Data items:
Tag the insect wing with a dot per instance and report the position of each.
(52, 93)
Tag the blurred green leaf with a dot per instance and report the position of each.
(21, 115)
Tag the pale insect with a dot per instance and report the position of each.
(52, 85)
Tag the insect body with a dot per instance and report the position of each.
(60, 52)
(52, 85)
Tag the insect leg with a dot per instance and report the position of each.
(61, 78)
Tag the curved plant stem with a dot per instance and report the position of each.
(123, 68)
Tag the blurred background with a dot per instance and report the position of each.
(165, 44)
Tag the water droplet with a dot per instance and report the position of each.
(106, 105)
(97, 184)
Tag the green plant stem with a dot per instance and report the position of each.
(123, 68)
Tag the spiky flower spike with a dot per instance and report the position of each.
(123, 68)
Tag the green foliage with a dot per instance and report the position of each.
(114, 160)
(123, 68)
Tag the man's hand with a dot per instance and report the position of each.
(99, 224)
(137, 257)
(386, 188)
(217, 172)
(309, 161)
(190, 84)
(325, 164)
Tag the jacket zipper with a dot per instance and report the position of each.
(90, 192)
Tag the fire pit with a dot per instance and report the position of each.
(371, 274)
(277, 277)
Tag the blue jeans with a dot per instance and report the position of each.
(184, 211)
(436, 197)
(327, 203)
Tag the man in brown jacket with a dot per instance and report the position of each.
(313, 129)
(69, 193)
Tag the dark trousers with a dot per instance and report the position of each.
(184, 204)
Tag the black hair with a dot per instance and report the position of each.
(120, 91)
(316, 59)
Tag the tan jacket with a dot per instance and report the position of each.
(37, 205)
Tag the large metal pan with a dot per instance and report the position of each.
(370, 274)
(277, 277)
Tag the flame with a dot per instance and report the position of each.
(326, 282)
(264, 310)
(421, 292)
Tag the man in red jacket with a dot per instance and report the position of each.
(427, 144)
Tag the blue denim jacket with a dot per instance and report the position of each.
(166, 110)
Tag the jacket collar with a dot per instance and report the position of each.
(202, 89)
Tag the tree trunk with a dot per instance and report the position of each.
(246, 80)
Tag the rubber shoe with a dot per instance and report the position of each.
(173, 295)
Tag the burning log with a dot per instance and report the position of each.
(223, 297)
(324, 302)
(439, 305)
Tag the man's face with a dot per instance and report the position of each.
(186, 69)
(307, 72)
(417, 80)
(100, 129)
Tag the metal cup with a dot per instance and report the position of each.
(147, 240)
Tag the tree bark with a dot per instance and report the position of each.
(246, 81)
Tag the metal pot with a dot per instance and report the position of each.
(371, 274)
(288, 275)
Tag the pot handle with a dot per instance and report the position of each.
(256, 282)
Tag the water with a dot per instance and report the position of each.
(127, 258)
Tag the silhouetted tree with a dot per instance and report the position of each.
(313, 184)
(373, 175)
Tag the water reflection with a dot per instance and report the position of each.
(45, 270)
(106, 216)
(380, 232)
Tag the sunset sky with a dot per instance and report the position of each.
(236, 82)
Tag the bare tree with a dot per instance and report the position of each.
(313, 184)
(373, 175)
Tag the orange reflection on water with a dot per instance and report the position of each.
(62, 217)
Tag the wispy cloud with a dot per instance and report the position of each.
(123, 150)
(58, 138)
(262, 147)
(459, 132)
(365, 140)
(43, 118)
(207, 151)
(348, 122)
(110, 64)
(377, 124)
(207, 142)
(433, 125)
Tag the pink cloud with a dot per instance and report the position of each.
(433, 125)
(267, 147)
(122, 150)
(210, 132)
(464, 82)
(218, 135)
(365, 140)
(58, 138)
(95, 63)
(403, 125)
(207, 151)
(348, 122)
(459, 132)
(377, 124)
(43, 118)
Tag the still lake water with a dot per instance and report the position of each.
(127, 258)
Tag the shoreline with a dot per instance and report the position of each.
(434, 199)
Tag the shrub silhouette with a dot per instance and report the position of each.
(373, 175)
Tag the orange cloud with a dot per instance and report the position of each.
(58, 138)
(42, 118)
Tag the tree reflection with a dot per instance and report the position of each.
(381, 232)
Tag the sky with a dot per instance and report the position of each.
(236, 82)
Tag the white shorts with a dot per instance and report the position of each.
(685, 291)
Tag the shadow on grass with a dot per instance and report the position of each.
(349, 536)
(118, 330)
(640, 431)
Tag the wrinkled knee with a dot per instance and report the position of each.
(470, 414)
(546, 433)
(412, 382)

Directions: For this exercise, set down all of the entries again word for word.

Your response:
Tag the insect wing with a dot per instance and report the position of each.
(52, 93)
Tag the blurred green leaf with a dot per instance and report the position of each.
(21, 115)
Tag the pale insect with a dot per instance and report the position of each.
(52, 85)
Tag the insect body with a dot per instance and report the position of each.
(60, 52)
(52, 85)
Tag the insect leg with a dot per instance and report the position of each.
(61, 78)
Tag the curved plant stem with a dot per instance and report the position of each.
(123, 68)
Tag the blurred background with a dot per instance and report the position of each.
(165, 44)
Tag the water droplet with a dot per instance and report the position of each.
(106, 105)
(97, 184)
Tag the green plant stem with a dot per instance and report the position of each.
(123, 68)
Tag the spiky flower spike with a dot per instance and report the position of each.
(123, 68)
Tag the green foliage with a dot per instance and report the position of each.
(114, 160)
(123, 68)
Tag the man's hand with a dot per instance and report the position of each.
(99, 224)
(137, 257)
(386, 188)
(217, 172)
(309, 161)
(190, 84)
(325, 164)
Tag the jacket zipper with a dot per instance and report the position of each.
(90, 192)
Tag the fire pit with a dot per instance and report the position of each.
(371, 274)
(277, 277)
Tag the blue jeans with a dot per instance and report the position of each.
(184, 211)
(436, 197)
(327, 203)
Tag the man in brown jacket with a dot per instance and report the position of each.
(313, 129)
(69, 193)
Tag the dark trousers with a dot per instance and report the position of each.
(184, 204)
Tag the black hair with a dot per instance and report the position of each.
(120, 91)
(316, 59)
Tag the tan jacket with a dot per instance and report the position of each.
(37, 205)
Tag the large metal pan with a dot per instance and report the position of each.
(370, 274)
(277, 277)
Tag the flame with a dot per instance and report the position of each.
(326, 282)
(264, 310)
(421, 292)
Tag the man in red jacket with a dot per instance and report the position of each.
(427, 144)
Tag the blue denim jacket with a dot per instance and report the position of each.
(166, 110)
Tag the jacket collar with a dot per instance and report the position of each.
(202, 89)
Tag the tree trunk with a dot per instance and report the position of each.
(246, 80)
Tag the rubber shoe with a dot per instance and report the position of each.
(173, 295)
Tag the burning log with a dot per instance and report the position of each.
(223, 297)
(324, 302)
(439, 305)
Tag the man's face with a dot per instance and report the position of each.
(186, 69)
(307, 72)
(417, 80)
(100, 129)
Tag the metal cup with a dot per instance and report the position of each.
(147, 240)
Tag the tree bark with a dot per instance and report the position of each.
(246, 81)
Tag the metal pot with a dot per instance and report the position of each.
(371, 274)
(288, 275)
Tag the pot handle with a dot per instance and report the position of each.
(256, 282)
Tag the water with a dot per instance and report the position of each.
(127, 258)
Tag the silhouetted tree with a dot per instance and report the position of each.
(313, 184)
(373, 175)
Tag the water reflection with a dot per instance and report the position of each.
(45, 270)
(106, 216)
(380, 232)
Tag the sunset sky with a dot per instance and report the position of each.
(236, 82)
Tag the bare tree with a dot per instance and report the position of each.
(313, 184)
(373, 175)
Tag the orange reflection on water with a dot per instance and report the position of each.
(62, 217)
Tag the wispy cloud with a dot per instance and report the position of each.
(123, 150)
(58, 138)
(262, 147)
(459, 132)
(365, 140)
(43, 118)
(207, 151)
(348, 122)
(110, 64)
(377, 124)
(207, 142)
(433, 125)
Tag the pink cloud with a dot per instance and report the position of each.
(433, 125)
(267, 147)
(122, 150)
(210, 132)
(464, 82)
(218, 135)
(365, 140)
(58, 138)
(95, 63)
(403, 125)
(207, 151)
(348, 122)
(459, 132)
(377, 124)
(43, 118)
Tag the still lake water with a dot per instance and report the position of each.
(127, 258)
Tag the shoreline with a dot per instance and report the position of each.
(434, 199)
Tag the shrub silhouette with a dot per instance and report the position of each.
(373, 175)
Tag the orange cloud with a dot per instance and report the position of each.
(58, 138)
(42, 118)
Tag the tree reflection with a dot per instance and report the position of each.
(381, 232)
Tag the sky with a dot per instance and report the position of each.
(236, 82)
Tag the white shorts with a dot per instance and report the position of each.
(685, 291)
Tag the shadow on grass with a dot per instance and report the position of each.
(349, 536)
(118, 330)
(640, 431)
Tag the wrinkled knee with a dot per instance and report the position of each.
(470, 414)
(546, 433)
(412, 382)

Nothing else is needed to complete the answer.